Koleksiyon kayıtları
========

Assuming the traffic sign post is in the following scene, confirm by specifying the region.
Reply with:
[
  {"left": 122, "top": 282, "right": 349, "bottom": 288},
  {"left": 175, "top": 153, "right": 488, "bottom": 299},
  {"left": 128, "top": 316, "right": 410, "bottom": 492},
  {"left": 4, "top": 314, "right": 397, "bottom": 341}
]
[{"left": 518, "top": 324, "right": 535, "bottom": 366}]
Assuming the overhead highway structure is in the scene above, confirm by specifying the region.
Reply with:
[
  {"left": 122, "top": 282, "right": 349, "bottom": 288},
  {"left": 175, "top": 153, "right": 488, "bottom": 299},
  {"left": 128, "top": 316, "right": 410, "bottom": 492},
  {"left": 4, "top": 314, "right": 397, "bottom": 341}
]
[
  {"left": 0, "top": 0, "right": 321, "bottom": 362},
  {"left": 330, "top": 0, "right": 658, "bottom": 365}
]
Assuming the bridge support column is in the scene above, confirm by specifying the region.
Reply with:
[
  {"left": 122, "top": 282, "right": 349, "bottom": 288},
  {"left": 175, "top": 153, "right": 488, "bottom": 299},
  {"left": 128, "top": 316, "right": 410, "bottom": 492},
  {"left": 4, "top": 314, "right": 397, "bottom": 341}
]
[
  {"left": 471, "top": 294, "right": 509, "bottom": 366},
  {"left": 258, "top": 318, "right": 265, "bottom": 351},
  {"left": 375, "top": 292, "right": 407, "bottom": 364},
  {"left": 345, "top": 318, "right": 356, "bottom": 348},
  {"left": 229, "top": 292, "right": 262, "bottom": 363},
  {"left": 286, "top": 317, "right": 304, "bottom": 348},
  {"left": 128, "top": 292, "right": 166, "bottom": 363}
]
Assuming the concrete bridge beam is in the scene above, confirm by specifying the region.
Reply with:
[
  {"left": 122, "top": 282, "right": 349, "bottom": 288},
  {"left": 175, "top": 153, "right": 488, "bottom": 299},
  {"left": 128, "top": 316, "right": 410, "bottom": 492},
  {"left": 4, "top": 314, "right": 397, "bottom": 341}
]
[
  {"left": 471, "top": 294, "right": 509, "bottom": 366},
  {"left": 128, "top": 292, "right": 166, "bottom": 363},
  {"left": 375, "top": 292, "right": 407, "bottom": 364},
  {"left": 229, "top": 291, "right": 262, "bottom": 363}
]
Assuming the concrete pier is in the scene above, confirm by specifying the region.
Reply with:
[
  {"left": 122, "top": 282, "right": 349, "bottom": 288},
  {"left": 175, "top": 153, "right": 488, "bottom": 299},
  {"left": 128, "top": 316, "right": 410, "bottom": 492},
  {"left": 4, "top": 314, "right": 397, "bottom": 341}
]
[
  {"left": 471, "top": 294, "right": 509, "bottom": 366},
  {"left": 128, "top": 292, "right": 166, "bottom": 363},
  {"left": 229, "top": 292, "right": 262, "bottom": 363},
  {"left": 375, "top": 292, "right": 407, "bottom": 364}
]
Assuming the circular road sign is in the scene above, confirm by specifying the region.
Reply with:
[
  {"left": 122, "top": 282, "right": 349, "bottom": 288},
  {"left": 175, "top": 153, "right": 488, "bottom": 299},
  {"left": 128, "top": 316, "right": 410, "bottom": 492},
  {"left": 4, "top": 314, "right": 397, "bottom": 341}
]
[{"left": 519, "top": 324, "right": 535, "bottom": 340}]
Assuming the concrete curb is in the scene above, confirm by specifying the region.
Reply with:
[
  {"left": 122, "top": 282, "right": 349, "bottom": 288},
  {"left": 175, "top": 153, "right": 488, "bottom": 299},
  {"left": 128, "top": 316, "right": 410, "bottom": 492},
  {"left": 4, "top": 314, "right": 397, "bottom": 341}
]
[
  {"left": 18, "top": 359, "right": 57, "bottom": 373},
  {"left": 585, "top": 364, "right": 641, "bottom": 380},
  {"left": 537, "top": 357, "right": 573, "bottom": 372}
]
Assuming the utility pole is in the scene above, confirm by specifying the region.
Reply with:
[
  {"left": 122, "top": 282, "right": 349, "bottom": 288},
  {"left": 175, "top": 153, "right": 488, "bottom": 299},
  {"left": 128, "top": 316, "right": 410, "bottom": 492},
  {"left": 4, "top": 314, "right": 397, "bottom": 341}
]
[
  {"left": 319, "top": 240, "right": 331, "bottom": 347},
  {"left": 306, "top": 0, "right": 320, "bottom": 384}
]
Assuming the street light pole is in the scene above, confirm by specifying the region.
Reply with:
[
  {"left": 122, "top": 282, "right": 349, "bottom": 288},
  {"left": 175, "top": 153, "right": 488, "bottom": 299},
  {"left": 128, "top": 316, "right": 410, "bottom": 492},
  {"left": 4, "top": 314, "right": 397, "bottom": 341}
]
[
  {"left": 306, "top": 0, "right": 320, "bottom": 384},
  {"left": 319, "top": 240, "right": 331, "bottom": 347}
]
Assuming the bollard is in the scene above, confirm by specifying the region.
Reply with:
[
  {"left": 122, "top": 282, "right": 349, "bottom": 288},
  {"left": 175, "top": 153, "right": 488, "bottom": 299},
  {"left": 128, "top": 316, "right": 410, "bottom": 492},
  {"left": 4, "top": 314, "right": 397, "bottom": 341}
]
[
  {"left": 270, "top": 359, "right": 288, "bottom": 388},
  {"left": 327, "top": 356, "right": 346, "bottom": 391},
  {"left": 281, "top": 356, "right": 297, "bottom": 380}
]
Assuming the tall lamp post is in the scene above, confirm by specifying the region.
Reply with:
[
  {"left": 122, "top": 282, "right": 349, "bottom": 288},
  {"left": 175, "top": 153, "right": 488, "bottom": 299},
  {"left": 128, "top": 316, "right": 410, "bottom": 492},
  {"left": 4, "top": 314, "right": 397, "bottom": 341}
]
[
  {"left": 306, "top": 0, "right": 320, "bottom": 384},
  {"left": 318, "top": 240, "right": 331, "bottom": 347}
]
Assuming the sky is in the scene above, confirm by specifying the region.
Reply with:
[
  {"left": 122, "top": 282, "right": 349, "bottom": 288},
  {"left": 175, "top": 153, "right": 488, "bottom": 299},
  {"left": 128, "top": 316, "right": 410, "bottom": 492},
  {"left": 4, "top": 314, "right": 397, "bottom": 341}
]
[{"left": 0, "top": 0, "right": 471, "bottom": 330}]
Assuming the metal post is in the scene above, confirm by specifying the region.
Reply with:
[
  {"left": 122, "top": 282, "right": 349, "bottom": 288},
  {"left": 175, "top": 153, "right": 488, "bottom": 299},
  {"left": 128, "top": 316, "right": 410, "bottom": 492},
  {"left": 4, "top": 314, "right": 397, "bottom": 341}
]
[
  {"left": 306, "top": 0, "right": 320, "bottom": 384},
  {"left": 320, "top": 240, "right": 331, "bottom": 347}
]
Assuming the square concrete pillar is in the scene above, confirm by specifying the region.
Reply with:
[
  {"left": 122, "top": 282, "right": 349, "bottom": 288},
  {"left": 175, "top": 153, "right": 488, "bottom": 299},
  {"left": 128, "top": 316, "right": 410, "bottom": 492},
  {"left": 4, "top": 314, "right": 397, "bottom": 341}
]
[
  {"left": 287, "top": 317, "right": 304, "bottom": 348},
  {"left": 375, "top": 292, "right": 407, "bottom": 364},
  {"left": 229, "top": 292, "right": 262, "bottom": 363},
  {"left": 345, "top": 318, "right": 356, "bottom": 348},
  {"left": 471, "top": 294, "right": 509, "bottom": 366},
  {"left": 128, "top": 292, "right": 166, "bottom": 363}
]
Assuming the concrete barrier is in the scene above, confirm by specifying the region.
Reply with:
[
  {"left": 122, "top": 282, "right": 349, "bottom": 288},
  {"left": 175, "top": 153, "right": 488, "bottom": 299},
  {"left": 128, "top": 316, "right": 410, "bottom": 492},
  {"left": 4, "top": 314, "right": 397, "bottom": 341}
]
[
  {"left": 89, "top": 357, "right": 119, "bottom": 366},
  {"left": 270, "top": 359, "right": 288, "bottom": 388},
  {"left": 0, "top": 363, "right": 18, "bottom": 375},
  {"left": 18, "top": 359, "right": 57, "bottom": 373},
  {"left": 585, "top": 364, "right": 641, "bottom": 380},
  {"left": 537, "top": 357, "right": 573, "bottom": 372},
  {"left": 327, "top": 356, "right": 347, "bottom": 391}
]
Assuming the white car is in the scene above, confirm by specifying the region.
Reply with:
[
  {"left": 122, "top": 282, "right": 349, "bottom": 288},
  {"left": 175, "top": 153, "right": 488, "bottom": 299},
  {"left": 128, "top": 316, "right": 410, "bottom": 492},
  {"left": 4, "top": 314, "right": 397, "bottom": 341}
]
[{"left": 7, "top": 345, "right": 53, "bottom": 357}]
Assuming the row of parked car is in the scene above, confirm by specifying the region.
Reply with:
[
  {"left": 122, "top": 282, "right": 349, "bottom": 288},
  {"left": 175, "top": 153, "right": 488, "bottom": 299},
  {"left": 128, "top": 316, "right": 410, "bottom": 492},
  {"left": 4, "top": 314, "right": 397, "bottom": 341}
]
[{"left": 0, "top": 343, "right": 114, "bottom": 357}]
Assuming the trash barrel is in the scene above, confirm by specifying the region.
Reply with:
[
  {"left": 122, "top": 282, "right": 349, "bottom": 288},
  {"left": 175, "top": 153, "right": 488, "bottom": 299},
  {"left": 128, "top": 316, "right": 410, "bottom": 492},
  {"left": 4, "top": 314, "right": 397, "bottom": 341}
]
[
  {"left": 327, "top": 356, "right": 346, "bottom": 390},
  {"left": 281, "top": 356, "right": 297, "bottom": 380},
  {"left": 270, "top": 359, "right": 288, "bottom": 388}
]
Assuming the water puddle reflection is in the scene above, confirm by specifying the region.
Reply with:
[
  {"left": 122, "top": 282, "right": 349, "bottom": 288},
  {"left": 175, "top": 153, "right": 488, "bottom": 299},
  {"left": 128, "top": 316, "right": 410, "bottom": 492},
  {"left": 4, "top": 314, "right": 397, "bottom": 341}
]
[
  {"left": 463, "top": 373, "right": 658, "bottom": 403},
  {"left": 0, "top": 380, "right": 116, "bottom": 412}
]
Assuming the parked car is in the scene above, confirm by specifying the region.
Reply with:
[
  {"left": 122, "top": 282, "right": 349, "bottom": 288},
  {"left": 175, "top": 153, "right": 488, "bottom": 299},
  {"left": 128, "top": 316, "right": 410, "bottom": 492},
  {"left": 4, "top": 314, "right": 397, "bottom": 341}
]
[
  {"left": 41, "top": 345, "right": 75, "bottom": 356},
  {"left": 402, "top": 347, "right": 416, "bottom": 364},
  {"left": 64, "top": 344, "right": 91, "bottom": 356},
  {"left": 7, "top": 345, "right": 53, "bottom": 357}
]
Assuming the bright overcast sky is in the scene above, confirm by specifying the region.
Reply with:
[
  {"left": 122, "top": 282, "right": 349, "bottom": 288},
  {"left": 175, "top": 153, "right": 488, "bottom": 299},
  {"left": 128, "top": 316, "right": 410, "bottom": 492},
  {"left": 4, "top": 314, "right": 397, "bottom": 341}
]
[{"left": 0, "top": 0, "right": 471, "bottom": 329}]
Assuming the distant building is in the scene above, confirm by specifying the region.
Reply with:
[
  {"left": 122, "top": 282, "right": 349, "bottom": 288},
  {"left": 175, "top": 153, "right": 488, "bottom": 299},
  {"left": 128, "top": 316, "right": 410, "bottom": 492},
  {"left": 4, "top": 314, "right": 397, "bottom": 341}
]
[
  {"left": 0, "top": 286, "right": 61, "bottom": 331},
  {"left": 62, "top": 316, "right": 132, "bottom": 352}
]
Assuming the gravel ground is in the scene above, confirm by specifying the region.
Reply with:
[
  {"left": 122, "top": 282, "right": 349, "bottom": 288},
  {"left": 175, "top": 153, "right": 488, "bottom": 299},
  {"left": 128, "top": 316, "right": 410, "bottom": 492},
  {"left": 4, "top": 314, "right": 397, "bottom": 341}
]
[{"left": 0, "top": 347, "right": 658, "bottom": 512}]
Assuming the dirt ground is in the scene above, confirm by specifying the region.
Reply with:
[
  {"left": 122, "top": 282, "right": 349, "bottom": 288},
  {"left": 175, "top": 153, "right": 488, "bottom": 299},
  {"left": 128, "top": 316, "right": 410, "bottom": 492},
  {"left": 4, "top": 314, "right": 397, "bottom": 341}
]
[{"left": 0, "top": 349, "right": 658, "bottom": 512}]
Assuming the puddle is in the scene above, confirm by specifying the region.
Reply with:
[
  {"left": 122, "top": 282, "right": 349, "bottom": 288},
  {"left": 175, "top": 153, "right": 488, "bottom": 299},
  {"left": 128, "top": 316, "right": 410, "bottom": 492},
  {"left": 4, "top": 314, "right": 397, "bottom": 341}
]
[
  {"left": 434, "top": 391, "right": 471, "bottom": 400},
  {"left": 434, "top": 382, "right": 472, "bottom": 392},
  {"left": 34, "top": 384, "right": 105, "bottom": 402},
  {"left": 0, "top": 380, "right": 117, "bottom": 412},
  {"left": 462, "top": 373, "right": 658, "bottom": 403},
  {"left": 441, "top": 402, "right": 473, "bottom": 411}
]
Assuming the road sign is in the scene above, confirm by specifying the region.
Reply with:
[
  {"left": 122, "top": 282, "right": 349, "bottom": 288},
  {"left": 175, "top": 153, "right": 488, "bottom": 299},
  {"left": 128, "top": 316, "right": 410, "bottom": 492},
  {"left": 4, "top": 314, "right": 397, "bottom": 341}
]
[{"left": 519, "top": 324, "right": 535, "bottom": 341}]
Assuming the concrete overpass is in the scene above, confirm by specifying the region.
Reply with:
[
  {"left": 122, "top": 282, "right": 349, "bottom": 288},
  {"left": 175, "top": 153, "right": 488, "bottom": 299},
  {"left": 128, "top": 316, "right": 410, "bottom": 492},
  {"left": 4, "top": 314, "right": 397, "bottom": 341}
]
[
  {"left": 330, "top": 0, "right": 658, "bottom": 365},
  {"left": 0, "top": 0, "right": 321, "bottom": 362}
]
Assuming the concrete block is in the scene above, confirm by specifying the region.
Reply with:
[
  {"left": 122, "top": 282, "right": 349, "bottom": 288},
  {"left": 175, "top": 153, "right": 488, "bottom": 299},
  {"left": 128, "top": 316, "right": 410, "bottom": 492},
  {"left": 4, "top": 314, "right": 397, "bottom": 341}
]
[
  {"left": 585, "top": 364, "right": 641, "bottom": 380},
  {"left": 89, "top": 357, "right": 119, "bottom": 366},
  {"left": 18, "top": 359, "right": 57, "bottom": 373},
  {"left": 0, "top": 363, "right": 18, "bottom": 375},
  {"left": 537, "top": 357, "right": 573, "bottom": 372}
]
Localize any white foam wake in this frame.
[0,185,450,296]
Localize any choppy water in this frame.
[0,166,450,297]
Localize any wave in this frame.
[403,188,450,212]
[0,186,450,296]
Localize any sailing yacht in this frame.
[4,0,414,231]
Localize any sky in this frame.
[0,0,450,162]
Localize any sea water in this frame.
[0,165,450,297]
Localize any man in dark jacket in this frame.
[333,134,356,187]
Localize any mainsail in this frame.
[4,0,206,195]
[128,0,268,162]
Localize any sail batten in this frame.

========

__Yönerge ve gereklilikler__
“Localize any sky in this frame.” ifadesini içeren satırdan başla, kayıtların son satırında bitir ve bu iki satır dahil aradaki tüm satırları hiçbirini atlamadan taşı. Yanıt satırlarındaki her koordinat değerine 72 ekle.

__Yanıt__
Localize any sky in this frame.
[72,72,522,234]
Localize any sea water in this frame.
[72,237,522,369]
Localize any man in dark jacket in this frame.
[405,206,428,259]
Localize any mainsail in this frame.
[76,72,278,267]
[200,72,340,234]
Localize any sail batten in this frame.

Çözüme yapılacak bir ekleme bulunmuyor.